** GIVEN ENTRIES follows **

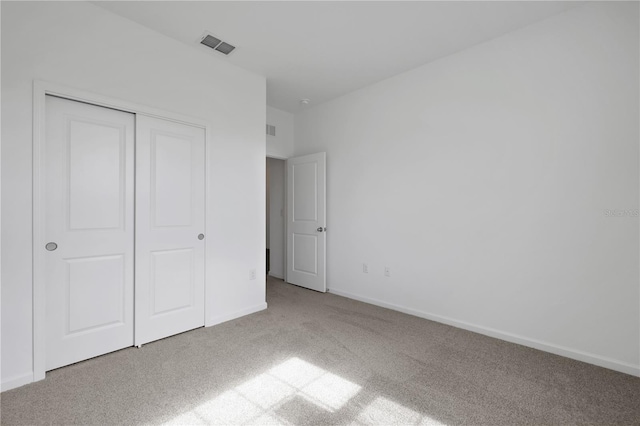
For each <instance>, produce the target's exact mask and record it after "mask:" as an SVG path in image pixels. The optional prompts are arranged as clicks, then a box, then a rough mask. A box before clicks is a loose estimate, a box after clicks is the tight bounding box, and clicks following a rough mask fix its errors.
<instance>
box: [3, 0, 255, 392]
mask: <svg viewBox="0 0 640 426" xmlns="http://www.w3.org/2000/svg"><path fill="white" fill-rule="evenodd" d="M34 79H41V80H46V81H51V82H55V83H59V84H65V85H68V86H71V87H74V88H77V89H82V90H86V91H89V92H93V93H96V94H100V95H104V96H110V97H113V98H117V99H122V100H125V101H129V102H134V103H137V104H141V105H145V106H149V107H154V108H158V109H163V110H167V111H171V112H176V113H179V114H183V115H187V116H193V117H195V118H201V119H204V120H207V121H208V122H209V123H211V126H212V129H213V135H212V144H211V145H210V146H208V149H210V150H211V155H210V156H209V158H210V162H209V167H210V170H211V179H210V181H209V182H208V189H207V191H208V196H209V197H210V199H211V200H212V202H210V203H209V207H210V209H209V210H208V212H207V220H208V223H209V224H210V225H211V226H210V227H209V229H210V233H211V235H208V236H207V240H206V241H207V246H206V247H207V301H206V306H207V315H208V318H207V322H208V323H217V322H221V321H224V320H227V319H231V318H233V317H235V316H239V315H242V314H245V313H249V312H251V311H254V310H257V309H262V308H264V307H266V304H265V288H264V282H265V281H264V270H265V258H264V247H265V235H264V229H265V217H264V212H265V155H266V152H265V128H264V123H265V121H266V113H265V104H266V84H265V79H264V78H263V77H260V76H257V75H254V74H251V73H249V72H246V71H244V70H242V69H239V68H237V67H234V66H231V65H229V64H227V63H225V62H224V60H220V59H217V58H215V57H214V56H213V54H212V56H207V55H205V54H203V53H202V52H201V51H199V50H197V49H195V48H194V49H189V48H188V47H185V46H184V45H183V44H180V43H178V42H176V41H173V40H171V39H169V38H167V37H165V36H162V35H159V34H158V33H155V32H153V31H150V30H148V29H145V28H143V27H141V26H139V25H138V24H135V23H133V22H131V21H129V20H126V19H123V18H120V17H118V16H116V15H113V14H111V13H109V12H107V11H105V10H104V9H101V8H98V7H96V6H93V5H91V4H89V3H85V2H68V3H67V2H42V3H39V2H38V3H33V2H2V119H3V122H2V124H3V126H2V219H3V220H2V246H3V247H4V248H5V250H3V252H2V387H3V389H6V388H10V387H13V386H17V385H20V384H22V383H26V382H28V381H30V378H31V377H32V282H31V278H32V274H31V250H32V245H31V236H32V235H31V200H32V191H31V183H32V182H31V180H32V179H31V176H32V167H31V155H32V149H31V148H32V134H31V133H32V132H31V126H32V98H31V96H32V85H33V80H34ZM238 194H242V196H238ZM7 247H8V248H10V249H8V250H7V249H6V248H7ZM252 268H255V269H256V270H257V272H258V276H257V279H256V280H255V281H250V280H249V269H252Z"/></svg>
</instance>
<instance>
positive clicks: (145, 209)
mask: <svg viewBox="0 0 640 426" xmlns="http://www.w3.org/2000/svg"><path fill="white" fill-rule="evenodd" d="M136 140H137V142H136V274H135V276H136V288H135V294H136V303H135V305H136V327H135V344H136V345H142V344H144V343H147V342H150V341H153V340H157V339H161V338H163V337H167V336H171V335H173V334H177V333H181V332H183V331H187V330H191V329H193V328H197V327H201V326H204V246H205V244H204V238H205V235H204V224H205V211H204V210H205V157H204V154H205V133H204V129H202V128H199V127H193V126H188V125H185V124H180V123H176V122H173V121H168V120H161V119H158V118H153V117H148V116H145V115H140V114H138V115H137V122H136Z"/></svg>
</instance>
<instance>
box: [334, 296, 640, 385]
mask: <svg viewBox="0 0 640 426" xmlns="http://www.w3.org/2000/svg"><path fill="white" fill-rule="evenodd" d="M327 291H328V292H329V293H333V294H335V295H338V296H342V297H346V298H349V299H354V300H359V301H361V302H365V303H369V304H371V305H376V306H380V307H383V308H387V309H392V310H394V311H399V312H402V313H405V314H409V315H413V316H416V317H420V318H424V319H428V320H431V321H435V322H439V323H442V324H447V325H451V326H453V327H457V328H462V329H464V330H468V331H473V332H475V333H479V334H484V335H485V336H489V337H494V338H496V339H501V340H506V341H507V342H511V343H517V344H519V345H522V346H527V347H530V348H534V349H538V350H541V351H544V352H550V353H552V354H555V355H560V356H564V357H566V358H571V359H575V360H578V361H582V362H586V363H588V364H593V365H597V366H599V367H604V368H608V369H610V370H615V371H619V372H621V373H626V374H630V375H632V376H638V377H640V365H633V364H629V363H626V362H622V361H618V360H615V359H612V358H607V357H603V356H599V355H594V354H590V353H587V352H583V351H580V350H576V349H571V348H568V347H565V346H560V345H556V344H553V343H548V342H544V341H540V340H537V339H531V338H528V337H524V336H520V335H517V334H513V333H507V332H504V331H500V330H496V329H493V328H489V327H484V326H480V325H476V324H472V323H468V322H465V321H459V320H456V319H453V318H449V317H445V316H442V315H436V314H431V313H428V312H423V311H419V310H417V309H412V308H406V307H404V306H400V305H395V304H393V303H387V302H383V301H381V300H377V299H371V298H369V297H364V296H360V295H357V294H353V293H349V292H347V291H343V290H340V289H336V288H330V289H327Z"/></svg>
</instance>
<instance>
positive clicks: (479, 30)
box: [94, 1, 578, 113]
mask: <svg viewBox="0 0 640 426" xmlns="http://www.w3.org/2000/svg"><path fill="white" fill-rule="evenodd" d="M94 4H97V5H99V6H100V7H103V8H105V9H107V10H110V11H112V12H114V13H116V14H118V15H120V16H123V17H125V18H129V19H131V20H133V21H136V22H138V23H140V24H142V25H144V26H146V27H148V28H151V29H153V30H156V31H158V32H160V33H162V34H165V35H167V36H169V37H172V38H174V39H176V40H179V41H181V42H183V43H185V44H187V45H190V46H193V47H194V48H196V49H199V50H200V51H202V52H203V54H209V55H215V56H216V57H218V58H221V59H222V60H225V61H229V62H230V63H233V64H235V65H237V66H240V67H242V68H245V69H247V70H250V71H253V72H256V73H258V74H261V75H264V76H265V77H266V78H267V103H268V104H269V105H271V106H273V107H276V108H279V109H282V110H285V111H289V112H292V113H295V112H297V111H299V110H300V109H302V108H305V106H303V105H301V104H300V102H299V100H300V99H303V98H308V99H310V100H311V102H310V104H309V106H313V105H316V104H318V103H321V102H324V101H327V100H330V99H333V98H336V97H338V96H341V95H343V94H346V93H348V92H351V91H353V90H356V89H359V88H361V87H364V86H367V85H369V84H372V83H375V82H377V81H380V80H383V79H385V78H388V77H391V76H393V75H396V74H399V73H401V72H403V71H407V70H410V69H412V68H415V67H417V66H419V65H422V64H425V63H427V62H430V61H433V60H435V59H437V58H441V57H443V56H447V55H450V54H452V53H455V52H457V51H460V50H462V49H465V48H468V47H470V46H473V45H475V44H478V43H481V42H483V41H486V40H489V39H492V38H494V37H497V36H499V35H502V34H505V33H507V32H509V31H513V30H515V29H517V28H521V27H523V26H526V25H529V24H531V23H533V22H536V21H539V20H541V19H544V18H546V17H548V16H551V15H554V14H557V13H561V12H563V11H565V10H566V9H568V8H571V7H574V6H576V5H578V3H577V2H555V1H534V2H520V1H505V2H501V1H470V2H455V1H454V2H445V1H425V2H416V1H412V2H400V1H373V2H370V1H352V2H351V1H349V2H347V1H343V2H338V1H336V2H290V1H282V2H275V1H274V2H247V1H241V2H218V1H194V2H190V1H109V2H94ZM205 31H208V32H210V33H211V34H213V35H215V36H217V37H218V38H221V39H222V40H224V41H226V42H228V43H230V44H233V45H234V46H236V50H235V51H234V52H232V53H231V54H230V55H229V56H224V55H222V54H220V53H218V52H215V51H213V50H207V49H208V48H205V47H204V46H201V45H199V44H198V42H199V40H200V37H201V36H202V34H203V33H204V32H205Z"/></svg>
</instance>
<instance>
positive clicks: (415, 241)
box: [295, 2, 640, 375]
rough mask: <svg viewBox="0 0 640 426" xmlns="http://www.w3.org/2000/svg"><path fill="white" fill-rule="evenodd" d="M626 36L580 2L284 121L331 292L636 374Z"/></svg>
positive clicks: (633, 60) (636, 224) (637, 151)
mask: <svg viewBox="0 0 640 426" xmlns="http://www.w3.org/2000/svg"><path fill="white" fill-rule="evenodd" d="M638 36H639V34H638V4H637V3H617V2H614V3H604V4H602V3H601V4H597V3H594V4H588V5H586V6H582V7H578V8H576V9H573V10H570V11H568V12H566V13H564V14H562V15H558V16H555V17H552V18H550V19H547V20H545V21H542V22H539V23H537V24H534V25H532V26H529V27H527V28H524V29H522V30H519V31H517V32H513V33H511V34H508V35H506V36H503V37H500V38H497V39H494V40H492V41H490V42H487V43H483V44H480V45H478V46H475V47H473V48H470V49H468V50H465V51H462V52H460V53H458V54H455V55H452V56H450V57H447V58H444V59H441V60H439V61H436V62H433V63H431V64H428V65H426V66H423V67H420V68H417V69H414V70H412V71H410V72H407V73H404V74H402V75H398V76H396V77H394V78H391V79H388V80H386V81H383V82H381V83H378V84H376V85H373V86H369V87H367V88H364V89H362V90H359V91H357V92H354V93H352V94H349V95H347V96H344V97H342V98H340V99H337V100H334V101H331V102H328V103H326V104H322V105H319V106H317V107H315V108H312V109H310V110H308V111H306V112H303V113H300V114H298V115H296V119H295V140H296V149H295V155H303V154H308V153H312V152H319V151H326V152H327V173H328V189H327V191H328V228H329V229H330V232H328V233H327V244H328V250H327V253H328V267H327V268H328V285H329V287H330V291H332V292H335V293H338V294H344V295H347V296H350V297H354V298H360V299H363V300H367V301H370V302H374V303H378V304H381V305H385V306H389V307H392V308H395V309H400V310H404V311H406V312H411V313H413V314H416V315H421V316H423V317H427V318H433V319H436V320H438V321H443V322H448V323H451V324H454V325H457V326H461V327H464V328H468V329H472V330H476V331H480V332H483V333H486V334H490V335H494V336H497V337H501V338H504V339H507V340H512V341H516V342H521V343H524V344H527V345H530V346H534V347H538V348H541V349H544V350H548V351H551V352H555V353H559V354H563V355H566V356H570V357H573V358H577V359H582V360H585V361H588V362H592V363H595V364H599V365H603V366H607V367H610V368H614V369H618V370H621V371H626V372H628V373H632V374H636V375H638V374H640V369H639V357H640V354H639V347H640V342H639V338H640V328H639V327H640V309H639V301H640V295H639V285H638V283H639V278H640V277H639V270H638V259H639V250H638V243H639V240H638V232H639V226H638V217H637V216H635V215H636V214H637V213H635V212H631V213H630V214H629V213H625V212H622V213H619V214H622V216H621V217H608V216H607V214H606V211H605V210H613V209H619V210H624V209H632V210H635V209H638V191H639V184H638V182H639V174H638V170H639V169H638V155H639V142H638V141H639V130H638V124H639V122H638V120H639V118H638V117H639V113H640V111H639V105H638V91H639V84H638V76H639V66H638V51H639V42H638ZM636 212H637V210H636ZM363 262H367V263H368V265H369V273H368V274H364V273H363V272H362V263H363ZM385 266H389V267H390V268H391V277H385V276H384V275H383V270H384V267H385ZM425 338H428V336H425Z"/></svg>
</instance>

** End of GIVEN ENTRIES **
** GIVEN ENTRIES follows **

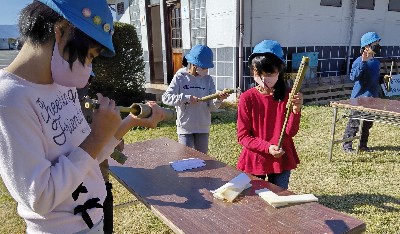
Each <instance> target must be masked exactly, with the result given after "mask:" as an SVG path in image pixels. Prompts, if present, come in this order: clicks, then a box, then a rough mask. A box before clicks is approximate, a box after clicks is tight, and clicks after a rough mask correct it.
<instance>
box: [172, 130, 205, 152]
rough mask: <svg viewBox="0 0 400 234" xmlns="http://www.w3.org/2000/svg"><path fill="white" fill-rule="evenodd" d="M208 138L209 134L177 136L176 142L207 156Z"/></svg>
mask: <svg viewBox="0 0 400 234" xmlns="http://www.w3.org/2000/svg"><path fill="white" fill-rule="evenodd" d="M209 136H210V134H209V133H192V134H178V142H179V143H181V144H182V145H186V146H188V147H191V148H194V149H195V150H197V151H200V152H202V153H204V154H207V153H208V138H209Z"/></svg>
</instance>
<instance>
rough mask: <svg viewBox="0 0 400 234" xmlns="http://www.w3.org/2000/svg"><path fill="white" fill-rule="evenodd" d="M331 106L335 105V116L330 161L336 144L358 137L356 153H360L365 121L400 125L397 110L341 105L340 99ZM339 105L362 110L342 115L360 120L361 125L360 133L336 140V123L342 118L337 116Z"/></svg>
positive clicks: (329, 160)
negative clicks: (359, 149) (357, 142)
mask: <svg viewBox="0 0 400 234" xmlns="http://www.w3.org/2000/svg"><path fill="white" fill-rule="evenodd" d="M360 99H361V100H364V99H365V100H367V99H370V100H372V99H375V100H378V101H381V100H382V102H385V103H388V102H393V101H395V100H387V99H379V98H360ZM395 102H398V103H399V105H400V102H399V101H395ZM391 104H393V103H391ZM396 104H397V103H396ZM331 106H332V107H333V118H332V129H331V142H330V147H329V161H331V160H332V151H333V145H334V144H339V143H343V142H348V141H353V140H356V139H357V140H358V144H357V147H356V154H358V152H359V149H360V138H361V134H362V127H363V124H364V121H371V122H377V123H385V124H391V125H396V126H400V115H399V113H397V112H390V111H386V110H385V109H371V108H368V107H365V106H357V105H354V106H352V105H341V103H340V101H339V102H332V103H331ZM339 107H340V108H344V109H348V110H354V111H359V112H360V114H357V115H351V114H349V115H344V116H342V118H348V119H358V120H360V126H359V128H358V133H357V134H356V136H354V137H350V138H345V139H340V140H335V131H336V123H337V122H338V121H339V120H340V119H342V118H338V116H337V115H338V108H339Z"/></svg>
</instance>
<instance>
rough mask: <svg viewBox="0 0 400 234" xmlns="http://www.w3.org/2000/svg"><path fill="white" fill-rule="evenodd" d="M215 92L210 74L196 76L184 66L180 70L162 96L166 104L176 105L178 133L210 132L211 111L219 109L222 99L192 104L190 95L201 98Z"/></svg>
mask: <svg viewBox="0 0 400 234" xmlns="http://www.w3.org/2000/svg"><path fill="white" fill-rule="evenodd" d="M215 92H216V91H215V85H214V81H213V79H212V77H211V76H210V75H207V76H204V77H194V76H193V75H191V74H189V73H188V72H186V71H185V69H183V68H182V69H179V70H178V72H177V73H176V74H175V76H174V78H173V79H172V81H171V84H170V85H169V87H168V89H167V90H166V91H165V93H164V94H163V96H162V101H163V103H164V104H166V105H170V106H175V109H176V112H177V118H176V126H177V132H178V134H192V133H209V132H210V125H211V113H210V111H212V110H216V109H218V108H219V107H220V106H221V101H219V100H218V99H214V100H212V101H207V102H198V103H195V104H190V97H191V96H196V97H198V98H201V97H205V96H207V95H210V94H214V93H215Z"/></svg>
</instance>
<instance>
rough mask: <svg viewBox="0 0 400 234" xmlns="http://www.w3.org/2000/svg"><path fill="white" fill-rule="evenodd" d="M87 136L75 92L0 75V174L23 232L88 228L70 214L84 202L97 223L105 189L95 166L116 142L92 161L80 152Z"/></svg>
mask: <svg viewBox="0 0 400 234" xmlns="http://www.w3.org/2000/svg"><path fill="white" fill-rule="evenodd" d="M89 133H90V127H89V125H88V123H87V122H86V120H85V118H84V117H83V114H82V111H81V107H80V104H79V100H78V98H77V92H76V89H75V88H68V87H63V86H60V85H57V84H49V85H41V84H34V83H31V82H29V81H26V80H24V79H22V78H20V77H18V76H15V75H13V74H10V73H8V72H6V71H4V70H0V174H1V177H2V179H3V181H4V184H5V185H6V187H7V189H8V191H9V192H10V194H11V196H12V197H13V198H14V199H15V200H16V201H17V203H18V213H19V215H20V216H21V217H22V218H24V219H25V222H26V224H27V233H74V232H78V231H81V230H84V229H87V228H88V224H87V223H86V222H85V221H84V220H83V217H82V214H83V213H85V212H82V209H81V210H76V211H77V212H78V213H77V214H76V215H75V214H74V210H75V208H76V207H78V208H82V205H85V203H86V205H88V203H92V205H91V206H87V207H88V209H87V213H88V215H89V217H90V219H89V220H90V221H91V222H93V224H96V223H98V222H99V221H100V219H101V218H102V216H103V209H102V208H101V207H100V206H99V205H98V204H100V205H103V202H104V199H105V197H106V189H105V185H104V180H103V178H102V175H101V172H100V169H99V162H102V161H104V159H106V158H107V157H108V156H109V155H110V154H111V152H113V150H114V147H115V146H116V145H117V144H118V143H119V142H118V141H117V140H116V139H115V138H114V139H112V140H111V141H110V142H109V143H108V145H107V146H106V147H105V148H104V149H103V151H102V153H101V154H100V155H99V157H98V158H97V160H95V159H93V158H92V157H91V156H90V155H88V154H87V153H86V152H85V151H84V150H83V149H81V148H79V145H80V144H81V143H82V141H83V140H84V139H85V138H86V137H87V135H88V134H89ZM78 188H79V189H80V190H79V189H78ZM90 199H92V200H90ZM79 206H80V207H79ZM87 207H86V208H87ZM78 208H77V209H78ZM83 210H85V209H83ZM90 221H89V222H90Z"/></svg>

** End of GIVEN ENTRIES **
** GIVEN ENTRIES follows **

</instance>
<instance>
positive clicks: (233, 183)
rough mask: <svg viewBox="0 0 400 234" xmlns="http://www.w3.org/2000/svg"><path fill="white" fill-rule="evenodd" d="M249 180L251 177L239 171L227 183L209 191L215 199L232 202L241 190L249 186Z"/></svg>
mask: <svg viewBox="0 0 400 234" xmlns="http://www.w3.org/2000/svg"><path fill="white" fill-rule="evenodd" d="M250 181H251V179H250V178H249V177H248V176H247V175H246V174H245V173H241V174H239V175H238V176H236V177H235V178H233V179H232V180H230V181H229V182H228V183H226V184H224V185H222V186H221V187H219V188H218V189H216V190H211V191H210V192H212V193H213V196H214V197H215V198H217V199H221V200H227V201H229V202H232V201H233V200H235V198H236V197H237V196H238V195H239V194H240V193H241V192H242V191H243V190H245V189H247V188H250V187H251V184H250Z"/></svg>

** End of GIVEN ENTRIES **

# WHAT YOU SHOULD DO
Please copy, word for word, the lines in the records above from the line with "36L580 2L284 121L331" to the line with "positive clicks: (633, 60)", including both of those lines.

# WRITTEN ANSWER
rough mask: <svg viewBox="0 0 640 426" xmlns="http://www.w3.org/2000/svg"><path fill="white" fill-rule="evenodd" d="M626 36L580 2L284 121L331 292L636 374Z"/></svg>
positive clicks: (633, 60) (636, 224) (637, 151)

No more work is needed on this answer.